──────── RAW DATA ────────
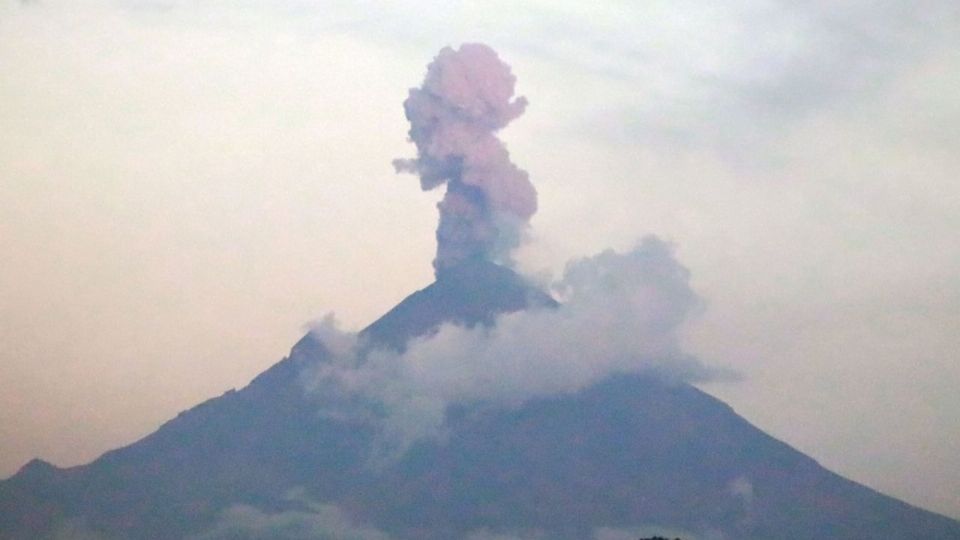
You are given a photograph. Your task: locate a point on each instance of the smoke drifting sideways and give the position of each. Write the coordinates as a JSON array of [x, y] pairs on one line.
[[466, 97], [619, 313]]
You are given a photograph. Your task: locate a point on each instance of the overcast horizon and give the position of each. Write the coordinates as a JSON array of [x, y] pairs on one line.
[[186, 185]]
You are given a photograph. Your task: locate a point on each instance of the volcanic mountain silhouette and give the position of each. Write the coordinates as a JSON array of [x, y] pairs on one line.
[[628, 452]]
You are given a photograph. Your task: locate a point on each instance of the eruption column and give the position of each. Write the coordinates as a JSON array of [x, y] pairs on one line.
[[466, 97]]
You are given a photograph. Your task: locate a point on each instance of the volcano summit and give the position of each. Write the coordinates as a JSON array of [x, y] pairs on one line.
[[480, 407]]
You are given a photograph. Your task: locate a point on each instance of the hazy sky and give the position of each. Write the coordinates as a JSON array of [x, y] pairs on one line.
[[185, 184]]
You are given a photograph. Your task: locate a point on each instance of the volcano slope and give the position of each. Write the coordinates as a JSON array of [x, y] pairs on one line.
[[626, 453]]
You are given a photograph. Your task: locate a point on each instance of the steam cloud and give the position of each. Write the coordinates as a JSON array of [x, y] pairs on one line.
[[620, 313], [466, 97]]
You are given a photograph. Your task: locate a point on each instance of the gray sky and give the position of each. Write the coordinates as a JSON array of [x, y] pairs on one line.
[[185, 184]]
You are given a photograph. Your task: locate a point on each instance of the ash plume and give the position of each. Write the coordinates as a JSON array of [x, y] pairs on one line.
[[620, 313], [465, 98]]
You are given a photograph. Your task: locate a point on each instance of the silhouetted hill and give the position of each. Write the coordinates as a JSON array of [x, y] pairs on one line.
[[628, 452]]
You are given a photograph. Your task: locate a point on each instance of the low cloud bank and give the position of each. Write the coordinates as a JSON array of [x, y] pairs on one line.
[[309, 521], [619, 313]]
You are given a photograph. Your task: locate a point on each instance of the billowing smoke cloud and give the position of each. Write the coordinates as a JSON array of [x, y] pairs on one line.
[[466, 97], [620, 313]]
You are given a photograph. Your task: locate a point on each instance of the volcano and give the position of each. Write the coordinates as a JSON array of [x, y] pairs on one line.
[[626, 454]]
────────
──────── RAW DATA ────────
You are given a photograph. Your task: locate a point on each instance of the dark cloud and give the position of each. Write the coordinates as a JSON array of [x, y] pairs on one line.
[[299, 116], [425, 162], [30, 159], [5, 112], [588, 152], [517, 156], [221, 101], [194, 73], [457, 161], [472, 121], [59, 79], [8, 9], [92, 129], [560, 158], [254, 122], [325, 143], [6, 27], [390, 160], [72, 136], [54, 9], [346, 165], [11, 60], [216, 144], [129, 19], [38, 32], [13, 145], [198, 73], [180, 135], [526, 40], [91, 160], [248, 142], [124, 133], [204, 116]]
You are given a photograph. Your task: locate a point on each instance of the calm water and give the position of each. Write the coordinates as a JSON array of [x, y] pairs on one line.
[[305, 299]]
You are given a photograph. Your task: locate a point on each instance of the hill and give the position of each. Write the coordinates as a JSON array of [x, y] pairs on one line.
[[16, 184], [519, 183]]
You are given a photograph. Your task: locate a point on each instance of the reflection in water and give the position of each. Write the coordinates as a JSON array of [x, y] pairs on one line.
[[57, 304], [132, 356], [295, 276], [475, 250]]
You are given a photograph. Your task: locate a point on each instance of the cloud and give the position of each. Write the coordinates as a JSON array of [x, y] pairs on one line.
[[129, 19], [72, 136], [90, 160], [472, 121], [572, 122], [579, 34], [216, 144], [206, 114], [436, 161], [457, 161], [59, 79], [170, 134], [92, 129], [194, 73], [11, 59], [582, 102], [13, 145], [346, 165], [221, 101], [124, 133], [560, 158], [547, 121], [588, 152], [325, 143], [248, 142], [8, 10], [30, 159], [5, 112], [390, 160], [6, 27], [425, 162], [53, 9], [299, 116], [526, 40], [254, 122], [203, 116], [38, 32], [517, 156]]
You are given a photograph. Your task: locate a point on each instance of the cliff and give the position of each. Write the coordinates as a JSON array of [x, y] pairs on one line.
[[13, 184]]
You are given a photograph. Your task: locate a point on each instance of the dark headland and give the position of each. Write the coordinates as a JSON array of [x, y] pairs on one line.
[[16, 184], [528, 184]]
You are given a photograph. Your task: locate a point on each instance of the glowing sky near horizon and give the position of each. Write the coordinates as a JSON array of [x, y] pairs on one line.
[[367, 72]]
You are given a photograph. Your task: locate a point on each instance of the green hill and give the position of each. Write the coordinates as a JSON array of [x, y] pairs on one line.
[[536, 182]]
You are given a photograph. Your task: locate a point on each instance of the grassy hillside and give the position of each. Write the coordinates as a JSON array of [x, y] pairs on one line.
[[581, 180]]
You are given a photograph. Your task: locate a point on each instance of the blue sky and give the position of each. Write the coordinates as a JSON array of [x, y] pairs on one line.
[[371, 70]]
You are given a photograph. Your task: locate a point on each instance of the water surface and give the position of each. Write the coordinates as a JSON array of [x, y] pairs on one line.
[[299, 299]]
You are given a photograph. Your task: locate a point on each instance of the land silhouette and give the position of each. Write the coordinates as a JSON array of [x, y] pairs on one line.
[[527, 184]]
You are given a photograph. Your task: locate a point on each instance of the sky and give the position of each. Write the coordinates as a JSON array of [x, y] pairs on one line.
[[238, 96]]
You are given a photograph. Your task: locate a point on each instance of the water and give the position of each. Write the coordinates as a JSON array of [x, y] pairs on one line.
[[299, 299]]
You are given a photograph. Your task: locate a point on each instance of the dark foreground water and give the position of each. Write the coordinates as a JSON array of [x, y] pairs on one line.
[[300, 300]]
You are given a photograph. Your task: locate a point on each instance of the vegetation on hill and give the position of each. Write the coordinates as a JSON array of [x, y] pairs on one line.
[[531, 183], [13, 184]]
────────
──────── RAW DATA ────────
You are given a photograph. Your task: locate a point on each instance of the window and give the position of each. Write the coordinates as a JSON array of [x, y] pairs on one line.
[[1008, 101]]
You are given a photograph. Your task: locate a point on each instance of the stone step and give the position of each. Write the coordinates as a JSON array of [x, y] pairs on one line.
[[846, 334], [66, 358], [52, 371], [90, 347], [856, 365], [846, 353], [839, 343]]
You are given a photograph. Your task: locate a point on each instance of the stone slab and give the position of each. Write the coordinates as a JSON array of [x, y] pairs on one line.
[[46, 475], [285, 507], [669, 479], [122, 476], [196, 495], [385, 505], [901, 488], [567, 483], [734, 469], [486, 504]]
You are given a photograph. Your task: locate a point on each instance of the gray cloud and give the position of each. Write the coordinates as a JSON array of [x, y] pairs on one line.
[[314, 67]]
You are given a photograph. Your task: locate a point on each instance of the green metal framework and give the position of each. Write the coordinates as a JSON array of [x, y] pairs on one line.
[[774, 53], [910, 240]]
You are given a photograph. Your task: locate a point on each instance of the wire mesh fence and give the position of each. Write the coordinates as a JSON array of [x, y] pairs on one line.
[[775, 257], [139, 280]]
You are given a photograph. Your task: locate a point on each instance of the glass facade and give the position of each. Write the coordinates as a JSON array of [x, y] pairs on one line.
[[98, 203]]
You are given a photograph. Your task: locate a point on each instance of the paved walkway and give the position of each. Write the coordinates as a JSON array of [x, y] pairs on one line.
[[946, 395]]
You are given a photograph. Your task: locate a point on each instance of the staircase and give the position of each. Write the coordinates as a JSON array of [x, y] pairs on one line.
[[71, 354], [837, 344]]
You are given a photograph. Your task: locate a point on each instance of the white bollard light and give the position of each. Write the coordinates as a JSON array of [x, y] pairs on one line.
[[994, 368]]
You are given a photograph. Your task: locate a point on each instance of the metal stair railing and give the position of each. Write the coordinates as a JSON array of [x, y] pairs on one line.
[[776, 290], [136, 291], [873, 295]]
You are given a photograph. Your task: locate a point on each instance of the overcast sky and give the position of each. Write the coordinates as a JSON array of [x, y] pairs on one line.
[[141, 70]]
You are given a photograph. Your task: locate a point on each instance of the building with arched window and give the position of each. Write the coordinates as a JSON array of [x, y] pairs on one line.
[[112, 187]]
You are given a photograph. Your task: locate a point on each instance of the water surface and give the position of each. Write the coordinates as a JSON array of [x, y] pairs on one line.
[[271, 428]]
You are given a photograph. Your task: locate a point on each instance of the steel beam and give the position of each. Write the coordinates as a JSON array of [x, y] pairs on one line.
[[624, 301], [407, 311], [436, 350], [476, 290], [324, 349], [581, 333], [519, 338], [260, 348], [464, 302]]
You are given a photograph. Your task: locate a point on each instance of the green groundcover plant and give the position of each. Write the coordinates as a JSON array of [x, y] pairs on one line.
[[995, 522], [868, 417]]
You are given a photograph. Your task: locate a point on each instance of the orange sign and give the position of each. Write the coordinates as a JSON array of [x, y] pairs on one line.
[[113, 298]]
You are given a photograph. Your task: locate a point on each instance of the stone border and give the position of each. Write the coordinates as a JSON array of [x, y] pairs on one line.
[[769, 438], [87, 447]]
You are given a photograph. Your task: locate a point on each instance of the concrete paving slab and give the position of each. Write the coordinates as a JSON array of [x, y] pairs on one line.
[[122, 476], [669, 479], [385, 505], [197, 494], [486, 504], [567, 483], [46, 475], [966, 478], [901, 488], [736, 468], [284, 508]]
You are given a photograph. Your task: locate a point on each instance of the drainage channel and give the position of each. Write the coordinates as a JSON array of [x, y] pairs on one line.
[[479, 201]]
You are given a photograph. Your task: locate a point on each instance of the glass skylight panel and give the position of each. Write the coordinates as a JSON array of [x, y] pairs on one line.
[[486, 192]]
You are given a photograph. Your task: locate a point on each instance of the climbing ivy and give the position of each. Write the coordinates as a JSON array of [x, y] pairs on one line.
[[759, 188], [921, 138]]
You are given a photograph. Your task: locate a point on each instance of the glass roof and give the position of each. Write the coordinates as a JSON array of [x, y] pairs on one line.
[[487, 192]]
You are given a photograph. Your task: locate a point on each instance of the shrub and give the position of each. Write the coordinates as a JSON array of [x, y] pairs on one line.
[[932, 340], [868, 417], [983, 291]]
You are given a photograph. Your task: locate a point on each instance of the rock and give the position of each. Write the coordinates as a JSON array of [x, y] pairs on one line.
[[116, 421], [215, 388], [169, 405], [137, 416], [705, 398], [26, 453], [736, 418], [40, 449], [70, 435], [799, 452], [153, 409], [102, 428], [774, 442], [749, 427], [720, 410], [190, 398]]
────────
GOAL OF THE EXERCISE
Reproduce the listing lines above verbatim, beginning with the line that contains "of the glowing" and ending after the line that contains "[[536, 182]]".

EXERCISE RESULT
You are given a photograph. Your task: locate a point on each instance of the glowing sky near horizon and give the position of each. Write the coordinates as a JSON array of [x, y] pairs on one line.
[[367, 72]]
You are given a photograph. Your task: locate a point on each instance of the green hill and give the position of each. Write the coordinates as a JSON array of [x, y] pairs on one line.
[[536, 182]]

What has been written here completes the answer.